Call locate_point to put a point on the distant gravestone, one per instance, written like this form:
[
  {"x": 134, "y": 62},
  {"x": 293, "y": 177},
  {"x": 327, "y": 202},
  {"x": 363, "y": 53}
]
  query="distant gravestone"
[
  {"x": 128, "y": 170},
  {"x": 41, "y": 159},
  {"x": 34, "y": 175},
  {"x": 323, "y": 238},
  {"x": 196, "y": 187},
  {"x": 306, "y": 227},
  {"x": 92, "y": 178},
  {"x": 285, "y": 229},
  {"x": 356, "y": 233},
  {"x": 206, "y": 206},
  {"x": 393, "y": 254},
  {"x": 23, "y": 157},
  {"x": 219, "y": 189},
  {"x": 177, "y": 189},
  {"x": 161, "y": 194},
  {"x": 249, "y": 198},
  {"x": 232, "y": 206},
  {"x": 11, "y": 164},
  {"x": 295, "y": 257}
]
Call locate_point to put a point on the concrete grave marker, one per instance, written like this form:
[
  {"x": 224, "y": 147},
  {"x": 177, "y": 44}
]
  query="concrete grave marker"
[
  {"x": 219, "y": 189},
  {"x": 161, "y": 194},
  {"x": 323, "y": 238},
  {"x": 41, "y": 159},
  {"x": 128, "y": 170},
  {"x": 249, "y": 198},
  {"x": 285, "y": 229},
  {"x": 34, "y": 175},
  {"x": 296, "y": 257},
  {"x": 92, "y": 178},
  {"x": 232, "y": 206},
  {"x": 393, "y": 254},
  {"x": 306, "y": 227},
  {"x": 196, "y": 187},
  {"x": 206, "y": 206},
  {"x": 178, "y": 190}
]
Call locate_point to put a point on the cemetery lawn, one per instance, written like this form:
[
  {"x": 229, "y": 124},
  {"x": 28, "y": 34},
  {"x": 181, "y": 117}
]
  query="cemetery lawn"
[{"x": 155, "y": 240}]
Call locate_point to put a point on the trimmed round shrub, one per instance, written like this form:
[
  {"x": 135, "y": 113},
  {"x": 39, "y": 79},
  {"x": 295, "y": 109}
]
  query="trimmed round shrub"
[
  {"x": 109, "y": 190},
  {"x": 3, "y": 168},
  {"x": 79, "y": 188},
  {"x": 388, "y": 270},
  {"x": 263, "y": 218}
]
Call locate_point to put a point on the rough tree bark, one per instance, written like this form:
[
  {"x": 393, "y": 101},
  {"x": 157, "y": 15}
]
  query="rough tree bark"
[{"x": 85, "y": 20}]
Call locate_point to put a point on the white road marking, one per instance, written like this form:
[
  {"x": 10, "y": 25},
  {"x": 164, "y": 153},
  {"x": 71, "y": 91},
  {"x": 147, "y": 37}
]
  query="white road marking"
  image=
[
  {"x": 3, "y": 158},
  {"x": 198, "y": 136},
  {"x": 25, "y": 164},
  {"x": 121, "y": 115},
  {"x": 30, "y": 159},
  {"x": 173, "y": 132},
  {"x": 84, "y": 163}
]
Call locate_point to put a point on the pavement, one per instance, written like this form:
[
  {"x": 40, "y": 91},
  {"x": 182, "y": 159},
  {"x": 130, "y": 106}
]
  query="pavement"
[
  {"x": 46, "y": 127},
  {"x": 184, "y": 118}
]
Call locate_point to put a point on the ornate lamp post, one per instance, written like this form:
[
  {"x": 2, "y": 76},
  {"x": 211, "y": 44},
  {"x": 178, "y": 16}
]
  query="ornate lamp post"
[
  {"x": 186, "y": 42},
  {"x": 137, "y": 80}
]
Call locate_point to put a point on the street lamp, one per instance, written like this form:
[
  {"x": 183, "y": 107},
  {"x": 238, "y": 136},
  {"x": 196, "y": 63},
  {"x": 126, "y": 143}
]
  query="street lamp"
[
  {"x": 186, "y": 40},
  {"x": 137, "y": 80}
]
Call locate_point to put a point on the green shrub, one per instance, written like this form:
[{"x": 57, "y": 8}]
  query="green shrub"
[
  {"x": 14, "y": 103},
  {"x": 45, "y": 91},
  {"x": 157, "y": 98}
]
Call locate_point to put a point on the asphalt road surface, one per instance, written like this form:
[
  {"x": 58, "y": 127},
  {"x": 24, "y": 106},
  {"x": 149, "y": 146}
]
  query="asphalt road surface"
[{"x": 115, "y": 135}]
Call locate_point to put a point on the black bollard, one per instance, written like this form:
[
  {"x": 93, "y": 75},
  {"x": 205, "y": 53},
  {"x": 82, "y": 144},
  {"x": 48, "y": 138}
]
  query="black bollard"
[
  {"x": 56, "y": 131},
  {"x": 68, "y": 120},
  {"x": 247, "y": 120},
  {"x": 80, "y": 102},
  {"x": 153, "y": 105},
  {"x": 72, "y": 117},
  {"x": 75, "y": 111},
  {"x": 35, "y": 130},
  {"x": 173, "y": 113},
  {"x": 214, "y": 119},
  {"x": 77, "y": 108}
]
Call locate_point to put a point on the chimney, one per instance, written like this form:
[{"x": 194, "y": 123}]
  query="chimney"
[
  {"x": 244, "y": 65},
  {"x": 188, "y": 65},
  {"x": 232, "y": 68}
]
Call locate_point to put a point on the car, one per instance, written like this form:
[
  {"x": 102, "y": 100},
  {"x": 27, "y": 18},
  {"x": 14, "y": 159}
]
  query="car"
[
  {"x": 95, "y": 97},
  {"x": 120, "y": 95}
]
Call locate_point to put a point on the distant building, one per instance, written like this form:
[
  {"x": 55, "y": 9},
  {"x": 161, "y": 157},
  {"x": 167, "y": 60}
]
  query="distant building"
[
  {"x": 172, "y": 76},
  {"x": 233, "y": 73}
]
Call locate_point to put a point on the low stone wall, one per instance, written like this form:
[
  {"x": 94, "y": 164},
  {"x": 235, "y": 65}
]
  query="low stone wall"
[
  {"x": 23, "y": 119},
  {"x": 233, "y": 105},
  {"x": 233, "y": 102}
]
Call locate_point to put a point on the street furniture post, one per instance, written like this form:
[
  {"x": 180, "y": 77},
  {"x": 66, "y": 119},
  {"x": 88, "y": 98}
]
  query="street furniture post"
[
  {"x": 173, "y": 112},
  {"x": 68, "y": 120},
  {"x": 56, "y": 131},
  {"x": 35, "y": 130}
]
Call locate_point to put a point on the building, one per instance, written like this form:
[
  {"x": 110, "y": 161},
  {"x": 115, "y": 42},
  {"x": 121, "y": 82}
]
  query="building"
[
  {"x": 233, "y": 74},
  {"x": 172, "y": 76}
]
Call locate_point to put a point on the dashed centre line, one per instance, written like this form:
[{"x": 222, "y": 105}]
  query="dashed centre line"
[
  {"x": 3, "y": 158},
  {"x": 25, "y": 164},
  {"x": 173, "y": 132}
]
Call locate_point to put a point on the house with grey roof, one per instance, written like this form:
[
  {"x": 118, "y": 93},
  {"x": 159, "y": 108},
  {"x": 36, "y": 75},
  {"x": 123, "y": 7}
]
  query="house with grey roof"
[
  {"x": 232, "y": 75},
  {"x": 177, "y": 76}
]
:::::
◆ **WHAT YOU HAVE TO DO**:
Transcribe the whole listing with nothing added or left out.

◆ **FINAL ANSWER**:
Call locate_point to put a point on the distant gravestone, one per instance, written like this form:
[
  {"x": 134, "y": 62},
  {"x": 293, "y": 177},
  {"x": 327, "y": 202},
  {"x": 363, "y": 53}
]
  query="distant gravestone"
[
  {"x": 128, "y": 170},
  {"x": 41, "y": 159},
  {"x": 34, "y": 175},
  {"x": 323, "y": 238},
  {"x": 196, "y": 187},
  {"x": 306, "y": 227},
  {"x": 92, "y": 178},
  {"x": 285, "y": 229},
  {"x": 356, "y": 233},
  {"x": 206, "y": 206},
  {"x": 393, "y": 254},
  {"x": 23, "y": 157},
  {"x": 219, "y": 189},
  {"x": 177, "y": 189},
  {"x": 161, "y": 194},
  {"x": 249, "y": 198},
  {"x": 232, "y": 206},
  {"x": 11, "y": 164},
  {"x": 295, "y": 257}
]
Call locate_point to put a point on the concrete grave marker, one per instance, written like this form:
[
  {"x": 224, "y": 147},
  {"x": 177, "y": 44}
]
  query="concrete grave marker"
[
  {"x": 219, "y": 189},
  {"x": 161, "y": 194},
  {"x": 323, "y": 238},
  {"x": 41, "y": 159},
  {"x": 128, "y": 170},
  {"x": 249, "y": 198},
  {"x": 285, "y": 229},
  {"x": 34, "y": 175},
  {"x": 296, "y": 257},
  {"x": 92, "y": 178},
  {"x": 232, "y": 206},
  {"x": 393, "y": 254},
  {"x": 306, "y": 227},
  {"x": 196, "y": 187},
  {"x": 206, "y": 206},
  {"x": 178, "y": 190}
]
Call locate_point to put a point on the cemetery lawn, one per instance, written like this form:
[
  {"x": 229, "y": 124},
  {"x": 28, "y": 34},
  {"x": 181, "y": 117}
]
  query="cemetery lawn"
[{"x": 155, "y": 240}]
Call locate_point to put a point on the trimmed round shrub, one per instance, written like this form:
[
  {"x": 135, "y": 113},
  {"x": 39, "y": 79},
  {"x": 295, "y": 109}
]
  query="trimmed round shrub"
[
  {"x": 109, "y": 190},
  {"x": 3, "y": 168},
  {"x": 79, "y": 188},
  {"x": 388, "y": 270},
  {"x": 263, "y": 218}
]
Call locate_point to put a point on the rough tree bark, one per instance, written like this form:
[
  {"x": 393, "y": 101},
  {"x": 157, "y": 15}
]
  query="rough tree bark"
[{"x": 85, "y": 20}]
Call locate_point to put a point on the white road marking, one per instance, written like this form:
[
  {"x": 10, "y": 25},
  {"x": 164, "y": 153},
  {"x": 71, "y": 91},
  {"x": 147, "y": 37}
]
  query="white road marking"
  image=
[
  {"x": 3, "y": 158},
  {"x": 198, "y": 136},
  {"x": 25, "y": 164},
  {"x": 121, "y": 115},
  {"x": 30, "y": 159},
  {"x": 173, "y": 132},
  {"x": 84, "y": 163}
]
Call locate_point to put a point on the pavement, one per instance, written like this form:
[
  {"x": 40, "y": 91},
  {"x": 182, "y": 159},
  {"x": 130, "y": 106}
]
  query="pavement"
[
  {"x": 46, "y": 127},
  {"x": 184, "y": 118}
]
Call locate_point to put a point on the ornate lamp post, one per instance, written like this form:
[
  {"x": 2, "y": 76},
  {"x": 211, "y": 44},
  {"x": 178, "y": 16}
]
  query="ornate lamp post"
[
  {"x": 186, "y": 42},
  {"x": 137, "y": 80}
]
Call locate_point to put a point on the street lamp, one per instance, written like this form:
[
  {"x": 183, "y": 107},
  {"x": 238, "y": 136},
  {"x": 196, "y": 63},
  {"x": 126, "y": 143}
]
  query="street lamp"
[
  {"x": 186, "y": 40},
  {"x": 137, "y": 80}
]
Call locate_point to put a point on the green shrub, one per instance, written like this form:
[{"x": 57, "y": 8}]
  query="green shrub"
[
  {"x": 14, "y": 103},
  {"x": 45, "y": 91},
  {"x": 157, "y": 98}
]
Call locate_point to put a point on the asphalt road surface, one per instance, written like this form:
[
  {"x": 58, "y": 127},
  {"x": 24, "y": 106},
  {"x": 149, "y": 146}
]
  query="asphalt road surface"
[{"x": 115, "y": 135}]
Call locate_point to put a point on the black bollard, one per instance, written like this form:
[
  {"x": 93, "y": 75},
  {"x": 205, "y": 53},
  {"x": 82, "y": 144},
  {"x": 48, "y": 138}
]
  query="black bollard"
[
  {"x": 56, "y": 131},
  {"x": 68, "y": 120},
  {"x": 247, "y": 120},
  {"x": 80, "y": 102},
  {"x": 153, "y": 105},
  {"x": 72, "y": 117},
  {"x": 75, "y": 111},
  {"x": 35, "y": 130},
  {"x": 173, "y": 113},
  {"x": 214, "y": 119},
  {"x": 77, "y": 108}
]
Call locate_point to put a point on the chimney, one per instance, written like this form:
[{"x": 194, "y": 123}]
  query="chimney"
[
  {"x": 244, "y": 65},
  {"x": 188, "y": 65},
  {"x": 232, "y": 68}
]
Call locate_point to put a point on the car, one per instance, written like this form:
[
  {"x": 102, "y": 100},
  {"x": 27, "y": 18},
  {"x": 14, "y": 159}
]
  query="car"
[
  {"x": 95, "y": 97},
  {"x": 120, "y": 95}
]
Call locate_point to put a point on the distant building, one per instance, written like this form:
[
  {"x": 55, "y": 9},
  {"x": 161, "y": 157},
  {"x": 167, "y": 60}
]
  query="distant building"
[
  {"x": 172, "y": 76},
  {"x": 233, "y": 73}
]
Call locate_point to put a point on the low stone wall, one per instance, written like this form:
[
  {"x": 94, "y": 164},
  {"x": 235, "y": 65}
]
  query="low stone wall"
[
  {"x": 23, "y": 119},
  {"x": 233, "y": 105},
  {"x": 233, "y": 102}
]
Call locate_point to put a point on the street furniture post, one per instance, written like this form:
[
  {"x": 180, "y": 77},
  {"x": 66, "y": 119},
  {"x": 88, "y": 98}
]
  query="street furniture post"
[
  {"x": 173, "y": 112},
  {"x": 68, "y": 120},
  {"x": 56, "y": 131},
  {"x": 35, "y": 130}
]
Call locate_point to put a point on the building, one per instance, written like this form:
[
  {"x": 110, "y": 161},
  {"x": 115, "y": 42},
  {"x": 121, "y": 82}
]
  query="building"
[
  {"x": 233, "y": 74},
  {"x": 172, "y": 76}
]
Call locate_point to put a point on the dashed centre line, one per instance, written like this form:
[{"x": 222, "y": 105}]
  query="dashed centre line"
[
  {"x": 3, "y": 158},
  {"x": 25, "y": 164},
  {"x": 173, "y": 132}
]
Call locate_point to put a point on the house with grey roof, one per instance, written like this form:
[
  {"x": 118, "y": 93},
  {"x": 159, "y": 108},
  {"x": 36, "y": 75},
  {"x": 123, "y": 7}
]
  query="house with grey roof"
[
  {"x": 232, "y": 75},
  {"x": 177, "y": 76}
]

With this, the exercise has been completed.